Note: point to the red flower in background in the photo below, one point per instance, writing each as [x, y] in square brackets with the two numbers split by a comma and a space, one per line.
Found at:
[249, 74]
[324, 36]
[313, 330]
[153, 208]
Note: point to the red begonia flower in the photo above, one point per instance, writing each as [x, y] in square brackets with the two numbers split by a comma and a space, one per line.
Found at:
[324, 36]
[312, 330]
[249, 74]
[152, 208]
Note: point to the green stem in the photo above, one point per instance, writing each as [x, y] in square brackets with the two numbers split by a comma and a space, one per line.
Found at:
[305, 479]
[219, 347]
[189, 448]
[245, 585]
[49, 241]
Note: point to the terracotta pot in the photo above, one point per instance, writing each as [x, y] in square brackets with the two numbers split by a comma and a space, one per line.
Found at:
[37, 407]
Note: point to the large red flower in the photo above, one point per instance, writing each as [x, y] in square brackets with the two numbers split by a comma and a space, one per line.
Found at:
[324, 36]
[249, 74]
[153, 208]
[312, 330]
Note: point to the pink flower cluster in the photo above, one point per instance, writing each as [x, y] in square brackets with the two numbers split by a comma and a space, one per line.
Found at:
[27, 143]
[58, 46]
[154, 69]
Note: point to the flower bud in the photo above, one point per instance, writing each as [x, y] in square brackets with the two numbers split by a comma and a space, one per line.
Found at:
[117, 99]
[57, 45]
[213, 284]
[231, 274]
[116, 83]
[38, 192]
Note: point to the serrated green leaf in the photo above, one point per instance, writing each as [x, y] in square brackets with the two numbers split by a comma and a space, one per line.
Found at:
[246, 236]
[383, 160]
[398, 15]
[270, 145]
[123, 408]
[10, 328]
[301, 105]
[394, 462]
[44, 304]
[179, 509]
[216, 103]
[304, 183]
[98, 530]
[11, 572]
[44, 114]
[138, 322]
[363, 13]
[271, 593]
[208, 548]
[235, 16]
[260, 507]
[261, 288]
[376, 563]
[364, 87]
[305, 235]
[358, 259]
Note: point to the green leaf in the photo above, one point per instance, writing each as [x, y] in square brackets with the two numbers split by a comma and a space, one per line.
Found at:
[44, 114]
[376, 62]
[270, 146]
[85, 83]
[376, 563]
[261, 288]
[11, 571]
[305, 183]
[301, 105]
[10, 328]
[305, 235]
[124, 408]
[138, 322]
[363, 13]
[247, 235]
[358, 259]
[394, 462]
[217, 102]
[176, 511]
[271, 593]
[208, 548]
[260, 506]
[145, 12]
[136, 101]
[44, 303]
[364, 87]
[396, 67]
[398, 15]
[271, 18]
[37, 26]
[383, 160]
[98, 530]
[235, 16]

Directions ->
Transcribe the opening lines of the listing exactly, please. Stop after the line that contains "Note: point to the red begonia".

Output for this exercise ->
Note: point to the red flower in background in the photo below, one point per instance, writing each as [x, y] in square brackets with the two numbers split by a comma and a space, one per line.
Found at:
[249, 74]
[324, 36]
[313, 330]
[153, 208]
Note: point to the red begonia flower in the photo above, one point per instance, writing each as [x, y] in square brackets with the two numbers split by a comma and a space, one per line.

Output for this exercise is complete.